» EXTRAIT SOURCE
Peter Qvist-Sørensen Directeur adjoint de l’International Management Institute et directeur du Center for International Industrial Solutions, Zürcher Hochschule für Angewandte Wissenschaften
Des défis à relever sur la voie de zéro émission nette
Le zéro émission nette nécessite l’électrification sans CO2 de toute la production et consommation d’électricité, y compris de l’hydrogène sans carbone. Selon l’Agence internationale de l’énergie (AIE), l’hydrogène sans carbone devrait représenter 30% de la consommation de carburant dans le secteur des transports en 2050 et 10% de la consommation totale d’énergie finale dans le scénario du zéro émission nette pour l’énergie.
La tâche est immense car il ne s’agit pas seulement de remplacer la production mondiale actuelle d’environ 95 millions de tonnes d’hydrogène (sur la base de combustibles fossiles) mais aussi d’utiliser de l’hydrogène sans carbone pour les produits chimiques de base (par ex. l’ammoniac et le méthanol mélangés à du CO2 et les engrais) et pour les secteurs industriels qui ne peuvent pas ou difficilement passer à l’énergie électrique dans leur production (par exemple l’acier, le ciment et le verre), ainsi que de nouveaux carburants pour les transports (par exemple les camions, les bus, les bateaux et les avions). Actuellement, seul 0,1% de l’hydrogène est produit sans émission de carbone.

» OBJECTIF 1
Transcrivez fidèlement le passage du texte sur l'hydrogène sans carbone qui va de « Peter Qvist-Sørensen Directeur » à « nette pour l’énergie. ».
» OBJECTIF 2
Rédigez la suite du texte sur l'hydrogène sans carbone en reprenant juste après sa dernière phrase.
Vous n'aurez pas besoin des lignes qui viennent ensuite.

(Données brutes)
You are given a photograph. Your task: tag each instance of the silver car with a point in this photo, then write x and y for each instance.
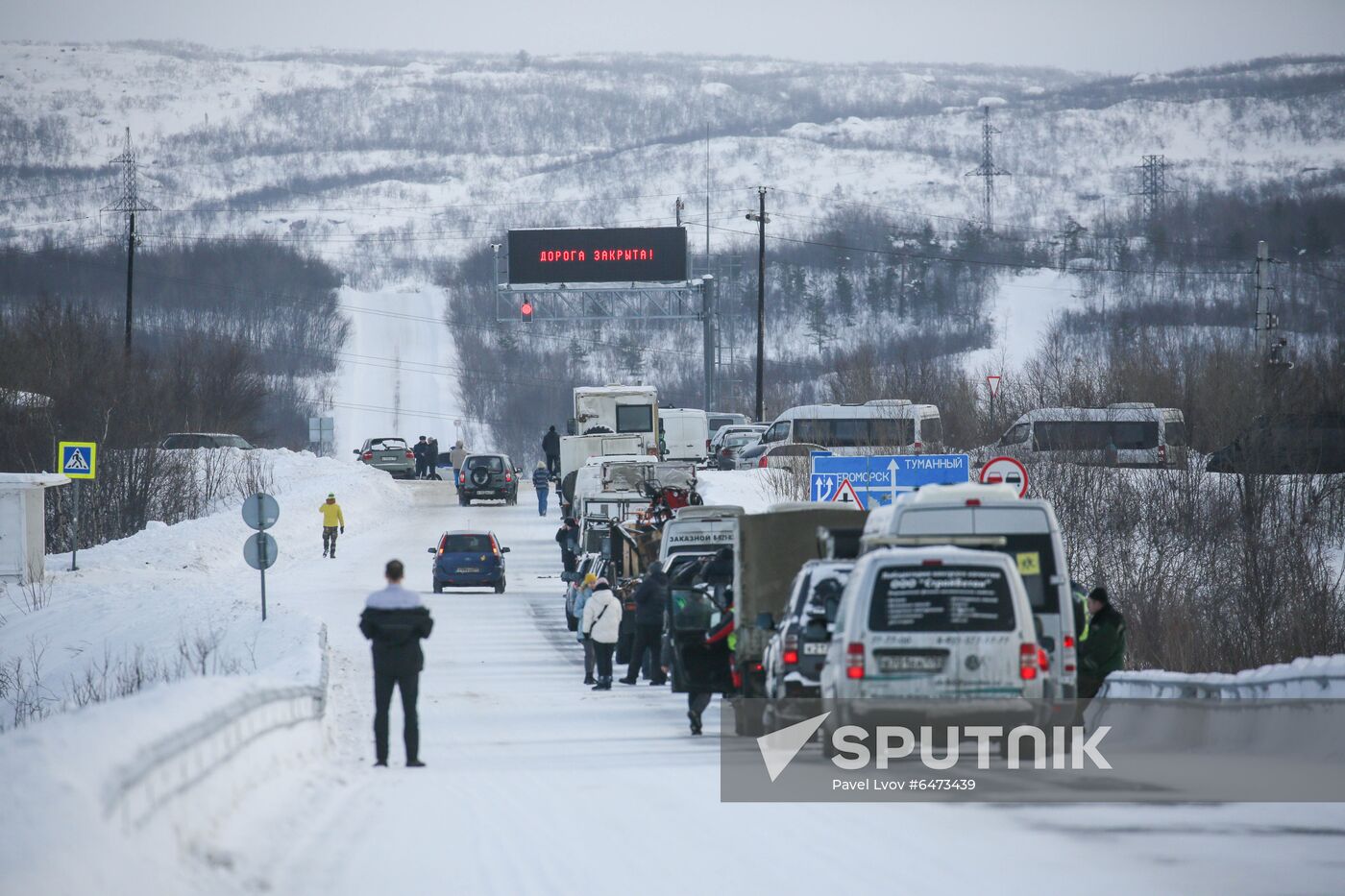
(389, 453)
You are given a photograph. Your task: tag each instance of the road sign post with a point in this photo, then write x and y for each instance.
(876, 480)
(259, 550)
(78, 460)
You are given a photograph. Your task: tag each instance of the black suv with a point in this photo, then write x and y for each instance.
(1286, 444)
(793, 661)
(487, 476)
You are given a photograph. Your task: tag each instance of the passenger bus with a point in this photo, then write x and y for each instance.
(1120, 435)
(885, 425)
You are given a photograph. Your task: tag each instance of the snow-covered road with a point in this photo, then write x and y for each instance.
(537, 785)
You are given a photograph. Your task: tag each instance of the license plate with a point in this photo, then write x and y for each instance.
(911, 662)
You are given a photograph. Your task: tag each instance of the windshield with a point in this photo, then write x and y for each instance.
(466, 544)
(930, 599)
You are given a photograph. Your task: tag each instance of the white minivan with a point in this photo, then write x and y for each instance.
(992, 519)
(683, 435)
(935, 623)
(884, 425)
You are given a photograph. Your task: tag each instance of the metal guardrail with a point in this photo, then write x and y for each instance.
(1177, 687)
(177, 763)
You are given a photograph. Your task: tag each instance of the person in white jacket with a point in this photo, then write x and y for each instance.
(600, 623)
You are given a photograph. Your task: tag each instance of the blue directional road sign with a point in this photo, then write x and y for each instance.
(877, 479)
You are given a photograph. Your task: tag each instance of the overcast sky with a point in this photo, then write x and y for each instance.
(1096, 36)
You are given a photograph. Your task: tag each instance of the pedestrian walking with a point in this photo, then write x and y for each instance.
(568, 537)
(649, 603)
(456, 458)
(333, 522)
(584, 593)
(1103, 651)
(542, 486)
(396, 620)
(432, 459)
(602, 623)
(551, 449)
(419, 451)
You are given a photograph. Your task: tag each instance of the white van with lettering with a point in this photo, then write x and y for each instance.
(935, 623)
(992, 519)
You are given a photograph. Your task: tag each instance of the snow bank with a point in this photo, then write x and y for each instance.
(1308, 677)
(174, 601)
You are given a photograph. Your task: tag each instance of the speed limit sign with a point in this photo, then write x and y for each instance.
(1005, 472)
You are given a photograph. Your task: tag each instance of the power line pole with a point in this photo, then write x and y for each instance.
(988, 170)
(1153, 186)
(762, 218)
(130, 204)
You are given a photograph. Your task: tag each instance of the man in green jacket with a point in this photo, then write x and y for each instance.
(1105, 648)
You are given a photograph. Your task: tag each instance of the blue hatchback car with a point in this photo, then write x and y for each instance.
(468, 560)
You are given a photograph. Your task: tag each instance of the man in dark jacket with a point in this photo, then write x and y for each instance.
(649, 603)
(568, 537)
(394, 620)
(1103, 651)
(551, 448)
(420, 449)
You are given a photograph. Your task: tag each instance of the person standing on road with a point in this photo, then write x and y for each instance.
(585, 591)
(332, 522)
(432, 459)
(602, 623)
(396, 620)
(568, 537)
(1105, 648)
(542, 485)
(551, 448)
(649, 600)
(420, 451)
(457, 456)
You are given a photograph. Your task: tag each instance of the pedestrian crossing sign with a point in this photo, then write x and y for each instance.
(78, 459)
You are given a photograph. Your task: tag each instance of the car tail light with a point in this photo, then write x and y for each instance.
(854, 661)
(1028, 662)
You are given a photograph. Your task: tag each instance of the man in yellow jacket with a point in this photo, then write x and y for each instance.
(332, 522)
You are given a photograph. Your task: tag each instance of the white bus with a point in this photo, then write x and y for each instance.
(885, 425)
(1120, 435)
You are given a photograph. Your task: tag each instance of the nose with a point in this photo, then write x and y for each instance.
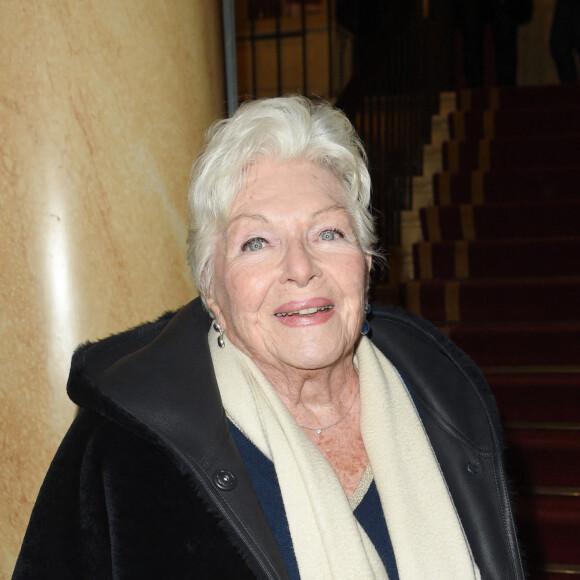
(299, 265)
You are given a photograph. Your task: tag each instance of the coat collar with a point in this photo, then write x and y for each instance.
(158, 380)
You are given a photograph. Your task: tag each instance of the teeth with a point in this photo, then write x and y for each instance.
(305, 311)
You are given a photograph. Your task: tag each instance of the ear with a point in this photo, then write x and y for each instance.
(214, 309)
(369, 260)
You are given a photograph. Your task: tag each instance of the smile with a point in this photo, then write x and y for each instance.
(305, 311)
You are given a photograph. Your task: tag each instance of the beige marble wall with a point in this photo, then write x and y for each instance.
(103, 104)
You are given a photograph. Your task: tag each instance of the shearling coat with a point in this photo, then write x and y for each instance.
(148, 483)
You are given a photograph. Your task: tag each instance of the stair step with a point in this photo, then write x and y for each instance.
(551, 397)
(549, 528)
(497, 258)
(520, 97)
(507, 185)
(490, 124)
(512, 152)
(532, 300)
(547, 458)
(501, 221)
(524, 344)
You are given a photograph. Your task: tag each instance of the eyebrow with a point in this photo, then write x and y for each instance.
(261, 218)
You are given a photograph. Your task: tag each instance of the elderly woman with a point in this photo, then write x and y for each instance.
(258, 432)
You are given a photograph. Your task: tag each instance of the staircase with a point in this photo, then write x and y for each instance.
(496, 264)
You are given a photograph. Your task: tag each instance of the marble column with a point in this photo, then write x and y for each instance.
(103, 105)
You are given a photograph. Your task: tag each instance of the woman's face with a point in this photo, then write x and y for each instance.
(290, 277)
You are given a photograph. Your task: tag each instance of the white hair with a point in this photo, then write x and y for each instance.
(287, 129)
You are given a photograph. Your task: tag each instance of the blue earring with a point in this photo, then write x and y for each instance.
(366, 326)
(221, 341)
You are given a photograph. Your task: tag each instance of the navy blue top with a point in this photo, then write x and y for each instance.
(369, 512)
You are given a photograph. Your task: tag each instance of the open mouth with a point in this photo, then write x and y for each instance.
(305, 311)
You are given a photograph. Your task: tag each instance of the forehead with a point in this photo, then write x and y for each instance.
(285, 184)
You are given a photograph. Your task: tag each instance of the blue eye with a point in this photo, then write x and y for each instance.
(254, 244)
(329, 235)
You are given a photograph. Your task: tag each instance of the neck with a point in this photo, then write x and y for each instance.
(316, 397)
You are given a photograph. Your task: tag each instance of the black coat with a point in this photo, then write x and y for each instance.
(148, 483)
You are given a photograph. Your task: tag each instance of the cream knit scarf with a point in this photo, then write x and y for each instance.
(427, 536)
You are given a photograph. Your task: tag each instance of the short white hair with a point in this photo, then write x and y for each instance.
(287, 129)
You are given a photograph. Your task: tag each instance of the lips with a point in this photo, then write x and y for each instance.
(300, 313)
(305, 311)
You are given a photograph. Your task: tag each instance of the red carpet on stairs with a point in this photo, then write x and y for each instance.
(499, 272)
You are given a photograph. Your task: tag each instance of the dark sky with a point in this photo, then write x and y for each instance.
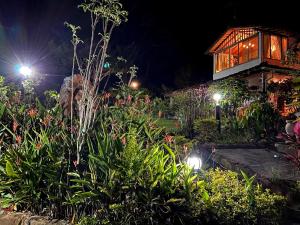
(166, 38)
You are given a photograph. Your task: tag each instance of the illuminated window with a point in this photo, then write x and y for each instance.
(239, 47)
(267, 46)
(253, 48)
(284, 47)
(243, 52)
(222, 60)
(234, 56)
(275, 47)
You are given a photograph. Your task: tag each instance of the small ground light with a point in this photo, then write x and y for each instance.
(217, 97)
(194, 162)
(25, 71)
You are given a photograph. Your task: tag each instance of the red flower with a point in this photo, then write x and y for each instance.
(168, 138)
(75, 163)
(147, 99)
(18, 139)
(46, 121)
(123, 140)
(38, 146)
(129, 98)
(32, 112)
(107, 95)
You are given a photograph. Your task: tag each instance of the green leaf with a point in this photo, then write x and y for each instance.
(10, 170)
(73, 174)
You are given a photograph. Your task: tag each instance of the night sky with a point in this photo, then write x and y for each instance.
(166, 39)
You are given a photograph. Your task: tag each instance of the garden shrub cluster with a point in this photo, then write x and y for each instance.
(246, 117)
(128, 173)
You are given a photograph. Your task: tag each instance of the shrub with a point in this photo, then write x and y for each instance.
(206, 130)
(261, 119)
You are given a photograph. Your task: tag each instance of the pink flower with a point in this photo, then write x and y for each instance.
(147, 99)
(129, 98)
(75, 163)
(168, 138)
(123, 140)
(297, 128)
(107, 95)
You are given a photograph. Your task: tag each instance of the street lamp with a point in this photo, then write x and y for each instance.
(194, 162)
(25, 71)
(135, 84)
(217, 97)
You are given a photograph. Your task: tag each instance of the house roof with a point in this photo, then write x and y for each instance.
(223, 37)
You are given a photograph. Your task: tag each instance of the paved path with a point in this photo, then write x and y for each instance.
(263, 162)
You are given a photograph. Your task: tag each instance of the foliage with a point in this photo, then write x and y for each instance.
(128, 173)
(234, 93)
(189, 105)
(206, 130)
(105, 15)
(234, 203)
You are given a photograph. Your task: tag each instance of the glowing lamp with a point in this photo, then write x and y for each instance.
(217, 97)
(134, 84)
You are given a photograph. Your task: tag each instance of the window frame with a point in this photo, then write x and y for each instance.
(238, 43)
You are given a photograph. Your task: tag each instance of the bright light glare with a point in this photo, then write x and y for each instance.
(217, 97)
(194, 162)
(134, 85)
(25, 70)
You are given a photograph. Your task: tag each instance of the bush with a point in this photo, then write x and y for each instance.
(206, 130)
(237, 202)
(128, 173)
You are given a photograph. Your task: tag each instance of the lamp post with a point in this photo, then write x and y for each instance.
(134, 84)
(195, 162)
(217, 98)
(25, 71)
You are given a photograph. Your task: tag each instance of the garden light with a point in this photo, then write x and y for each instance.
(135, 85)
(217, 97)
(194, 162)
(25, 71)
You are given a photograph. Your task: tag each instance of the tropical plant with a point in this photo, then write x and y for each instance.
(105, 16)
(261, 119)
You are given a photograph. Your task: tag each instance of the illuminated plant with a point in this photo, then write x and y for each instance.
(105, 16)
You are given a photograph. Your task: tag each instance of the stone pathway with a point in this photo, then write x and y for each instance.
(263, 162)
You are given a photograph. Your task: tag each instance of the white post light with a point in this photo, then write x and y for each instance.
(25, 71)
(194, 162)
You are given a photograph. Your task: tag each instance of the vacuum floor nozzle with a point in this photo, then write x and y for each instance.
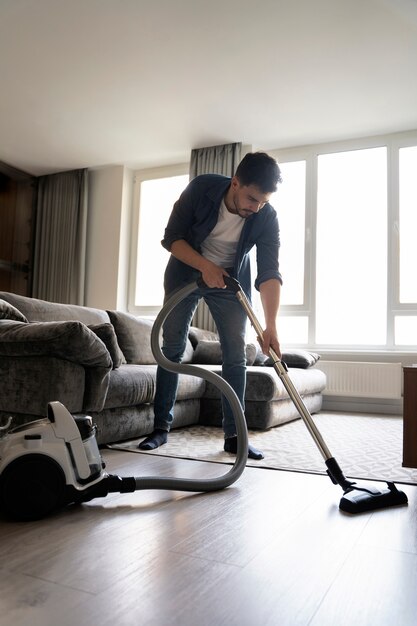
(359, 499)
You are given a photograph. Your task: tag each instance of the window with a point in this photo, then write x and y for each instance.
(406, 323)
(351, 244)
(347, 214)
(360, 220)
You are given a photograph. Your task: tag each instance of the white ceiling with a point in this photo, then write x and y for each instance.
(89, 83)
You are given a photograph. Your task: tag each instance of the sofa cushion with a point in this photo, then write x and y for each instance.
(209, 352)
(133, 384)
(134, 338)
(264, 385)
(71, 341)
(9, 312)
(42, 311)
(200, 334)
(106, 333)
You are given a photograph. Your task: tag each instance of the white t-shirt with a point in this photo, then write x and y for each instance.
(221, 244)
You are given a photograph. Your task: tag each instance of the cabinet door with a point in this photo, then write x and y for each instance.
(17, 227)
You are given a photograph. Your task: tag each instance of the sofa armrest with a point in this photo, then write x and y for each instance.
(70, 341)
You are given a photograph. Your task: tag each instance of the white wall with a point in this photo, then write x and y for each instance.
(108, 230)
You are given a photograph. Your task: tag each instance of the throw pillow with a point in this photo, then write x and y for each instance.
(106, 333)
(9, 312)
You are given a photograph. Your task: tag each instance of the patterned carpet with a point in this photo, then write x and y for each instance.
(365, 446)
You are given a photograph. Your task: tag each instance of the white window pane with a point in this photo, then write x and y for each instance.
(408, 224)
(351, 280)
(289, 202)
(406, 330)
(157, 198)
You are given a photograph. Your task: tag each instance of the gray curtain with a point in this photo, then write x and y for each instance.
(213, 160)
(60, 240)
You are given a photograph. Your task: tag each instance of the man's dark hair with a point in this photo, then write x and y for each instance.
(260, 169)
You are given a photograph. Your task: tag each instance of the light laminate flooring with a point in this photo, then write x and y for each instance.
(272, 549)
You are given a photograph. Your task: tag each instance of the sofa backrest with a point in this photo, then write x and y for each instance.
(42, 311)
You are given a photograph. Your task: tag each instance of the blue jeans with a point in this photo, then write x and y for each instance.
(230, 319)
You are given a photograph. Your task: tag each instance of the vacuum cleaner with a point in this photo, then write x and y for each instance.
(357, 498)
(55, 461)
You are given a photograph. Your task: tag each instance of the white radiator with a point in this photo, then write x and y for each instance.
(362, 380)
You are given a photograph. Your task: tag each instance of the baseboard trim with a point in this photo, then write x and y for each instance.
(363, 405)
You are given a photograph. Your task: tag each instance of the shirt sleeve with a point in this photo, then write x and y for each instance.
(267, 251)
(181, 218)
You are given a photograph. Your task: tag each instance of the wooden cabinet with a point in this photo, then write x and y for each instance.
(410, 417)
(17, 229)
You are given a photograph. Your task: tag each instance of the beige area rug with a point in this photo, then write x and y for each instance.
(365, 446)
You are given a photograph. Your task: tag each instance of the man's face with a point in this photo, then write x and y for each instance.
(246, 199)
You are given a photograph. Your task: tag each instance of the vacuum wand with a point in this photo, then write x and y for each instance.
(356, 499)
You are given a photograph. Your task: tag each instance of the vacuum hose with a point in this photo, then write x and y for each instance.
(203, 484)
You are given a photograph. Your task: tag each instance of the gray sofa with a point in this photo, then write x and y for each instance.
(100, 362)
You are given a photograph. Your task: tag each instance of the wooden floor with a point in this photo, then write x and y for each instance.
(271, 549)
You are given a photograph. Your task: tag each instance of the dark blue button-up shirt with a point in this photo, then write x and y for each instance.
(194, 216)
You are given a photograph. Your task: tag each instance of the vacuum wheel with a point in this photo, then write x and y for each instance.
(31, 487)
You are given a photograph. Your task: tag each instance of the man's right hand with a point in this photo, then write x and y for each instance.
(212, 275)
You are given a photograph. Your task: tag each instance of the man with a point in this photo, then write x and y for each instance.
(212, 227)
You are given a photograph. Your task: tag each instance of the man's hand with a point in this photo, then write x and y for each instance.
(212, 275)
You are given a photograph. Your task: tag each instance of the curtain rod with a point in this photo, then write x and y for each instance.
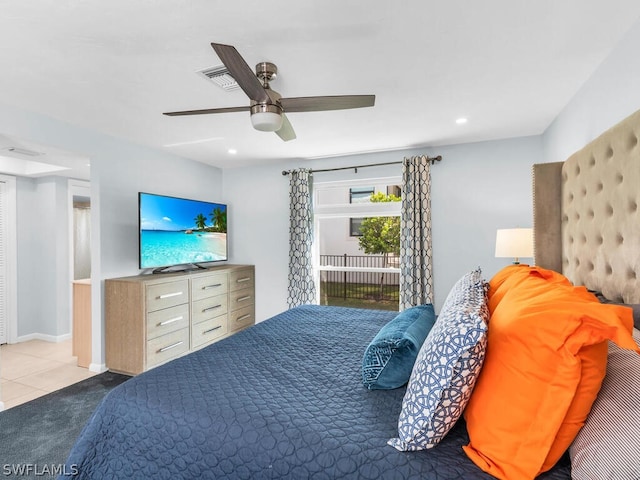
(356, 167)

» RÉPONSE 1
Peter Qvist-Sørensen Directeur adjoint de l’International Management Institute et directeur du Center for International Industrial Solutions, Zürcher Hochschule für Angewandte Wissenschaften
Des défis à relever sur la voie de zéro émission nette
Le zéro émission nette nécessite l’électrification sans CO2 de toute la production et consommation d’électricité, y compris de l’hydrogène sans carbone. Selon l’Agence internationale de l’énergie (AIE), l’hydrogène sans carbone devrait représenter 30% de la consommation de carburant dans le secteur des transports en 2050 et 10% de la consommation totale d’énergie finale dans le scénario du zéro émission nette pour l’énergie.

» RÉPONSE 2
L’AIE prévoit que la demande d’hydrogène atteindra 180 millions de tonnes d’ici 2030, dont environ 50%, soit 90 millions de tonnes, seront produites sans carbone (hydrogène «vert») et à faible teneur en carbone (hydrogène «bleu»). Pour 2050, les chiffres correspondants du zéro émission nette sont de 475 et 450 millions de tonnes par an.
Quatre défis principaux
L’UE, les États-Unis et d’autres pays importants de l’OCDE comme le Japon ont clairement indiqué que l’hydrogène sans carbone était une condition essentielle pour atteindre les objectifs climatiques convenus.
Il est également généralement admis que la principale technologie de production d’hydrogène sans carbone sera l’électrolyse, qui sera principalement alimentée par des installations spécialisées dans les énergies renouvelables et, dans une moindre mesure, par l’énergie excédentaire des installations existantes et l’énergie nucléaire.
Cependant, il y a au moins quatre grands défis et décisions à prendre sur cette voie,
1. Une énergie renouvelable en quantité suffisante pour produire la quantité d’hydrogène sans carbone requise.
2. La transmission et la distribution de l’hydrogène du site de production vers les principaux centres de distribution et les clients.
3. Les aspects environnementaux.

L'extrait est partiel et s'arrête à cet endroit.